## What needs to be done
Word for word, restate the records that appear below.

--- Material to process Enclosed Below ---

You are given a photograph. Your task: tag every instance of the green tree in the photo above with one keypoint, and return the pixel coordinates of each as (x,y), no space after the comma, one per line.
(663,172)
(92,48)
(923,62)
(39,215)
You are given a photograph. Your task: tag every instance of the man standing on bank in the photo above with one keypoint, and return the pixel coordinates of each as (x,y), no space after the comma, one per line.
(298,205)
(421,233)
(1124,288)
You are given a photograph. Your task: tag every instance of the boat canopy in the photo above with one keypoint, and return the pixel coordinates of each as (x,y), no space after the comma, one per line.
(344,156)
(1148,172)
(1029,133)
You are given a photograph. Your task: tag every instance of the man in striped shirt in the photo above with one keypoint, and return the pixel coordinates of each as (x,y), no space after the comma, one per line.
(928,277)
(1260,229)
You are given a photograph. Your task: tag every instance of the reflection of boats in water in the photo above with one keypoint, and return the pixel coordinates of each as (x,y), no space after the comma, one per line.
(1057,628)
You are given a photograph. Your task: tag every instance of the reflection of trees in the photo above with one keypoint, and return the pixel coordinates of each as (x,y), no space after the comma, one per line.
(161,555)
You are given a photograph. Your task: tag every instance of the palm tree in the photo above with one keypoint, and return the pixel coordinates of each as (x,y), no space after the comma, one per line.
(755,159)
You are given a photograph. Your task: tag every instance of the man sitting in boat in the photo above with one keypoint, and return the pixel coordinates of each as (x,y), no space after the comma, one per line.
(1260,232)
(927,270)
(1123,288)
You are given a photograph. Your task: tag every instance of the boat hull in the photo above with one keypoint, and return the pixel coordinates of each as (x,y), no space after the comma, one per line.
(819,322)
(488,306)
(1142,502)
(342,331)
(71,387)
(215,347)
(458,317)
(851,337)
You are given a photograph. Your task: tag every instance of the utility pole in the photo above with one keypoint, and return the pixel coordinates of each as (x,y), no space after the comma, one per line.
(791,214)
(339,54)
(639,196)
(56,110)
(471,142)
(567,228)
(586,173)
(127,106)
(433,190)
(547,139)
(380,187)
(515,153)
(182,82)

--- End of Enclosed Material to process ---

## Exercise answer
You are given a photograph. Your task: tag every instance of the green tree in the photo above with one keypoint, and return the pixel coordinates of each as (x,y), no space after the comma, one per line.
(663,172)
(92,48)
(923,62)
(39,215)
You are given a photograph. Your task: tag every instance of the man standing on bank in the photo above with one keypoint, and return the pixel coordinates of each as (x,y), no space after the comma, one per line.
(298,205)
(421,233)
(1124,288)
You are given a photograph. Your task: tag every instance of the boat canopy in the photo above with one keypoint, and return the pixel coordinates of each as (x,y), no space after the comma, one per line.
(344,156)
(1148,172)
(1029,133)
You are given a photograph. Your task: tag every instance of the man in striped shirt in the photo above with one keypoint, and return the pixel coordinates of each as (x,y), no space after the comma, one per line.
(928,277)
(1260,229)
You are given a photograph. Your task: tag every instance of the reflection of boats in water in the photo above with one keypoint, and return the pixel coordinates of each as (x,y), no space after the comma, one per line.
(1057,628)
You are given a photograph. Your task: tag every instance of the reflection of trees in the photo above with one keypoint, and return the pixel coordinates of each as (x,y), no space after the comma, one per line.
(161,555)
You are given a photograph. Your task: tag every instance of the palm tree in the photo above with one keypoint, and return the pixel coordinates of each as (x,y), no space after the comma, one per line.
(755,159)
You are given a photograph. Your task: tag every instance of the man sitting in boat in the photo above with one keypoint, and return the pixel coordinates of each as (x,y), no space after the comma, one per line.
(1260,232)
(927,270)
(1123,288)
You are given a photograph. Your task: tag every instance of the boat hull in the photo above with one keypoint, and return the pixel coordinates of each as (x,y), no space after the comma, one per line.
(819,322)
(488,306)
(1142,502)
(342,331)
(71,387)
(215,347)
(458,317)
(851,337)
You are given a photograph. Your task: tag every instance of the utility pole in the photo above with one keypoint, and return the pixel coordinates of each as (x,y), no space after the comma, one per line.
(791,214)
(339,54)
(639,196)
(56,110)
(471,142)
(567,228)
(586,173)
(127,106)
(433,190)
(547,139)
(380,187)
(515,153)
(182,82)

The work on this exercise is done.